Data taken from a collection
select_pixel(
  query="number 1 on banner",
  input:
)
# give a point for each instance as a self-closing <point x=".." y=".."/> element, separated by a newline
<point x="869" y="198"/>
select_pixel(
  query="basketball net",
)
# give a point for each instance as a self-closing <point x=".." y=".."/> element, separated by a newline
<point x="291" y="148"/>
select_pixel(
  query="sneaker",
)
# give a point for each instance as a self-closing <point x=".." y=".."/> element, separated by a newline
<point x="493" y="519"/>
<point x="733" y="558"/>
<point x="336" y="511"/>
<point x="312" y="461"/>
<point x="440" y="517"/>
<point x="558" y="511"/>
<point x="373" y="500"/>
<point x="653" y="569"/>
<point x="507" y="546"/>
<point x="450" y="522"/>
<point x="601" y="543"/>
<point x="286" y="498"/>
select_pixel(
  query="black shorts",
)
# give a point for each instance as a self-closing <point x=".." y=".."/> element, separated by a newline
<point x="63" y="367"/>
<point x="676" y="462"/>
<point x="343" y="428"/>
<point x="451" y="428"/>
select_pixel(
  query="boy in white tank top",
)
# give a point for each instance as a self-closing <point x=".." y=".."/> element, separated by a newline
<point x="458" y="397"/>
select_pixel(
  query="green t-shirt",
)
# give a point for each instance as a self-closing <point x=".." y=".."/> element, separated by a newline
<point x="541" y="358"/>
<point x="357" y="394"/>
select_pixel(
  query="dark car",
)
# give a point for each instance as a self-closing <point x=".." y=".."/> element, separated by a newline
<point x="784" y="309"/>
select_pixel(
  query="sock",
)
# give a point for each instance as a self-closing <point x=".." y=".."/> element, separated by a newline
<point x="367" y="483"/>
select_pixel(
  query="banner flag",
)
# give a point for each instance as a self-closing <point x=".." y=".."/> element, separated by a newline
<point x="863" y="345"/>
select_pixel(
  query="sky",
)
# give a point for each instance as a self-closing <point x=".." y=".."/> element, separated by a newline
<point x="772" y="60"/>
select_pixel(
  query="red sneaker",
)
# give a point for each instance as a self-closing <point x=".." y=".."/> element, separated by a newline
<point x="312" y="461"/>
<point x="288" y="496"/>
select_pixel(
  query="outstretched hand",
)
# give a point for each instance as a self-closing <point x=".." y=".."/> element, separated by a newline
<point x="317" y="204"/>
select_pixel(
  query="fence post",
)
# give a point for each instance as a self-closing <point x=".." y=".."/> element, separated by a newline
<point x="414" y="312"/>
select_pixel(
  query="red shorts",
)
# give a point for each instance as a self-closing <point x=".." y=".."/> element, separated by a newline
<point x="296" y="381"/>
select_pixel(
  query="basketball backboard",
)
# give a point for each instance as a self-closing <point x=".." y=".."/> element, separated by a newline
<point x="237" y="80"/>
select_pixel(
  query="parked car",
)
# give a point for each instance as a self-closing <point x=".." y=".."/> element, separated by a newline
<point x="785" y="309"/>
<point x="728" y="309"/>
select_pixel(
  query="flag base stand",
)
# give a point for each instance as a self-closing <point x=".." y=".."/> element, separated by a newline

• **WHAT YOU ARE ASKED TO DO**
How many lines of the listing above contain the string "flag", matching case exactly? Reply with the number alone.

• **FULL RESPONSE**
2